- How to complete this task
Report each line from the entries in which "wheel" can be found.

- The data
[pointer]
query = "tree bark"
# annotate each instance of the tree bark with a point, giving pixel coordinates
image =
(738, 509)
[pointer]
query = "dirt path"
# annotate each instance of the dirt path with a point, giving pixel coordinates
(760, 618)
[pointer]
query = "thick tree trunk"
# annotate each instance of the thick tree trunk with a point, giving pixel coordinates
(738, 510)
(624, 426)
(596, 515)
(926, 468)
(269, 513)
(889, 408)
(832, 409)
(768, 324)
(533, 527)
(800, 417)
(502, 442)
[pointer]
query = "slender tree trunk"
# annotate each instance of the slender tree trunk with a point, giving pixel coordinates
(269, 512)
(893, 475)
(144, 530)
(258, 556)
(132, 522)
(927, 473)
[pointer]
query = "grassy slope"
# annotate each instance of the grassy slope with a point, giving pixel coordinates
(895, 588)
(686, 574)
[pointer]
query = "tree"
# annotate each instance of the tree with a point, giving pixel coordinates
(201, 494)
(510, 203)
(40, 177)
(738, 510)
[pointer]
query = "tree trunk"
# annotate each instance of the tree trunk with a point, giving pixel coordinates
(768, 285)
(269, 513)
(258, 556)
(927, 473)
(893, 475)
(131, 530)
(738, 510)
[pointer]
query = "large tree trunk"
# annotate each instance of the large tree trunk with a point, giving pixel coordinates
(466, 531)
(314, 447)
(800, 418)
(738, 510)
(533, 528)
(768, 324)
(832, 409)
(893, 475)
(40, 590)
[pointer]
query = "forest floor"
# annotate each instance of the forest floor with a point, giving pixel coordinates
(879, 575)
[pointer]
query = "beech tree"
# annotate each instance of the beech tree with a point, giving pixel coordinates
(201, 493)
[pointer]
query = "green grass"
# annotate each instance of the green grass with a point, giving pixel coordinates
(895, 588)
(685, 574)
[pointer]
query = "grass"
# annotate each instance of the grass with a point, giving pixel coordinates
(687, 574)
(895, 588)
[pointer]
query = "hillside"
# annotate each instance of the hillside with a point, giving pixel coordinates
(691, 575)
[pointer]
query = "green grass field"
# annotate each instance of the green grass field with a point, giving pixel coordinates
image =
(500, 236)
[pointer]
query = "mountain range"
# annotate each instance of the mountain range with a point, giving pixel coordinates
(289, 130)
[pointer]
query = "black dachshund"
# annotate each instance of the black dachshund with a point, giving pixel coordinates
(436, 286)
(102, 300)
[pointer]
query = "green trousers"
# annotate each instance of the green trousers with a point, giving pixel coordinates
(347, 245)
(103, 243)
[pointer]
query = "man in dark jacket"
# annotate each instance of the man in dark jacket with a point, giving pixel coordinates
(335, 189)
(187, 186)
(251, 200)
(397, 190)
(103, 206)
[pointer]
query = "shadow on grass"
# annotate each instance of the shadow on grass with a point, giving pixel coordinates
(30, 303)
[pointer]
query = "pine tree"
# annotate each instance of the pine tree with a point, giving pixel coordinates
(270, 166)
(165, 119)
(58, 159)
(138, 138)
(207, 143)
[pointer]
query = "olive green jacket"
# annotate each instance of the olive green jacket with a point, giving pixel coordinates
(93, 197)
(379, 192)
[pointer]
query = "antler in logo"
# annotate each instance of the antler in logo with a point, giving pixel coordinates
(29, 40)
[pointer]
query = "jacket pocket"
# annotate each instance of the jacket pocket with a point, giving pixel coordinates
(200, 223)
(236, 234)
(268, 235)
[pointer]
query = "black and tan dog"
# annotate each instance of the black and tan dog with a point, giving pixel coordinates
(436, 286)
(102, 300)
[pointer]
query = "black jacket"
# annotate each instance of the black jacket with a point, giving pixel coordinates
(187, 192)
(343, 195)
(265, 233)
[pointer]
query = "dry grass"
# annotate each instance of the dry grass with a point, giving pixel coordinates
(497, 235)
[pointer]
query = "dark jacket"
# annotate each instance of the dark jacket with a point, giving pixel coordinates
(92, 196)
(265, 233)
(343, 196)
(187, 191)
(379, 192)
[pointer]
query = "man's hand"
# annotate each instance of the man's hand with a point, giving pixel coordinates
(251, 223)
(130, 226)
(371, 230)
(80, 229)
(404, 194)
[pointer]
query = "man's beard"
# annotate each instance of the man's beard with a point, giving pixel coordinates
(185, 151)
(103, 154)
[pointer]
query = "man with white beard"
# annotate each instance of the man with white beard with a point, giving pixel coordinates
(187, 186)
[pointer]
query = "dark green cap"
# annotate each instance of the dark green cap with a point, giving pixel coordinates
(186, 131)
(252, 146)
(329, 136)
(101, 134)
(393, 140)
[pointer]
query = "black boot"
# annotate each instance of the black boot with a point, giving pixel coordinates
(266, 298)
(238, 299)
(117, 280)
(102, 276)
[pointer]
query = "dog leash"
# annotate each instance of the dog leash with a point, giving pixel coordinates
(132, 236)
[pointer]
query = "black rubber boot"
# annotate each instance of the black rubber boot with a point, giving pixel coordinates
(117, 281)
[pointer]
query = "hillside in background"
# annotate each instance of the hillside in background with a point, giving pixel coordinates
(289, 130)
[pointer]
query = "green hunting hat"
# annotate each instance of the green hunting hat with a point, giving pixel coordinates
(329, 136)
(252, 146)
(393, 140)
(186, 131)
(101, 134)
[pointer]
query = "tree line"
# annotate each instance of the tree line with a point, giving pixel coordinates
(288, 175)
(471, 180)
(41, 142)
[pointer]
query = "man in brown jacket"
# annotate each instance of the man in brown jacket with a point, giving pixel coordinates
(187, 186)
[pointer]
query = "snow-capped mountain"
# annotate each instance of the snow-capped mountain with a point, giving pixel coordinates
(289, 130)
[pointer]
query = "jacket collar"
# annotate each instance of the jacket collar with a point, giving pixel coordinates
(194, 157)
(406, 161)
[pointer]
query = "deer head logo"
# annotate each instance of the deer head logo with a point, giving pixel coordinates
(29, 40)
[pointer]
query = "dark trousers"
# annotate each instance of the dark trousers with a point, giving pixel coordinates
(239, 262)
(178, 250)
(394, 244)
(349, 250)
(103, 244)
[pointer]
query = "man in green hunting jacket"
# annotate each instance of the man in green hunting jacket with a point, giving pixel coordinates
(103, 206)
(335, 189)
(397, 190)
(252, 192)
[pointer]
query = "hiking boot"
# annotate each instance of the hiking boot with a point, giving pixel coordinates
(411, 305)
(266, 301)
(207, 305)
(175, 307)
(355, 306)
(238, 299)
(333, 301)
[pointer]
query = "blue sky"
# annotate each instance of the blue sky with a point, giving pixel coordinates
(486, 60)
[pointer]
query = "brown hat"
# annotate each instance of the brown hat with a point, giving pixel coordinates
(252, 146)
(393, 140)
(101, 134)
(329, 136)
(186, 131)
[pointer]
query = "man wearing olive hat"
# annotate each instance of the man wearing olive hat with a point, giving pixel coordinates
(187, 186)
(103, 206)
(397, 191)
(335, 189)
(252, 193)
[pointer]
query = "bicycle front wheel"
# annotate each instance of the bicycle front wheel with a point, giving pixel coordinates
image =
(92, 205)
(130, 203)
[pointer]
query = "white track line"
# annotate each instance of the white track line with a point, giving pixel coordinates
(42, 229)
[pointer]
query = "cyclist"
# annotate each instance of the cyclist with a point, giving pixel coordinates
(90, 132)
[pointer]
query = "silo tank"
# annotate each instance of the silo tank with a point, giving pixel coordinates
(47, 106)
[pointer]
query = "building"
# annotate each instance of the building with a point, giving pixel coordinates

- Answer space
query = "bicycle front wheel"
# annotate each instance of the bicycle front wheel with a point, giving pixel coordinates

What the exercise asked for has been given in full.